Records from a data source

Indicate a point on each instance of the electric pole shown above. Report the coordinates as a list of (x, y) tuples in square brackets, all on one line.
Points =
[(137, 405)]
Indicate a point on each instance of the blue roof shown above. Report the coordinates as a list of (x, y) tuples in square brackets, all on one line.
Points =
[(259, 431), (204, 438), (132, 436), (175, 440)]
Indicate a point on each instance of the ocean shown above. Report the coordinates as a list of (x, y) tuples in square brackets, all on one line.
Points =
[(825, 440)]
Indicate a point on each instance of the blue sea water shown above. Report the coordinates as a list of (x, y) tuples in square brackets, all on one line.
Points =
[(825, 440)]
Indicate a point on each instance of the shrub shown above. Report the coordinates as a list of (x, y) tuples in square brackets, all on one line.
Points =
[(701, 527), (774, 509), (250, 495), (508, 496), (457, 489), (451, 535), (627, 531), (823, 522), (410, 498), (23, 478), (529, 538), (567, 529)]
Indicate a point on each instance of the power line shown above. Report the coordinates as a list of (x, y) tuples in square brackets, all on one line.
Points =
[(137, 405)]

==

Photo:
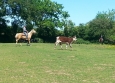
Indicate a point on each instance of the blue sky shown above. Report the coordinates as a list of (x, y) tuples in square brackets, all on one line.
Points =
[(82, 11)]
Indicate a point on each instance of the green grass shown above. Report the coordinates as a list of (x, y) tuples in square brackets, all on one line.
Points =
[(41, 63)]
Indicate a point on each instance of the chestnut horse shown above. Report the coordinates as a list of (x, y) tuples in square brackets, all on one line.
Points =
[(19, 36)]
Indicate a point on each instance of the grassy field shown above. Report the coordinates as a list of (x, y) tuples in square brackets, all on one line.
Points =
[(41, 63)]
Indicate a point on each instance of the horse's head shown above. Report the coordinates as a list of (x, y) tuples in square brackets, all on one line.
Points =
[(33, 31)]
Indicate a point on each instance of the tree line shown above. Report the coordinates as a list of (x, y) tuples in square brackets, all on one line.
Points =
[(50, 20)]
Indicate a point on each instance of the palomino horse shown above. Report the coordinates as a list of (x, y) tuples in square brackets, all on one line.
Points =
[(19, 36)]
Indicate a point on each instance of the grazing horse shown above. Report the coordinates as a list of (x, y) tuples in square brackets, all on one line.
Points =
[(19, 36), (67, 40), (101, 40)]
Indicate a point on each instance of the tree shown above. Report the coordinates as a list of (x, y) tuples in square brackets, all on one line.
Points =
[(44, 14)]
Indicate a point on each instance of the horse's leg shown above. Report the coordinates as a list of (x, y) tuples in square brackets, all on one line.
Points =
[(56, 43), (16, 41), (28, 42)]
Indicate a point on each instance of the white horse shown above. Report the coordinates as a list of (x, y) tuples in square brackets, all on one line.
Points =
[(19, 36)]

**WORK REQUIRED**
Gather every line in the rows above that contains the word "blue", and copy each one word for word.

**WRITTEN ANSWER**
Indicate a point on each instance of the blue roof shown above. Report the coordinates as a list of (x, y) tuples in square brackets, all on one line.
Indicate a point on each instance of the blue sea water shown above. Report the coordinates as a list of (x, y) tuples in square brackets, all on one line.
Indicate a point on each instance of the blue sky shown above. Report the coordinates as a list of (x, y) tuples in square brackets, all on one line.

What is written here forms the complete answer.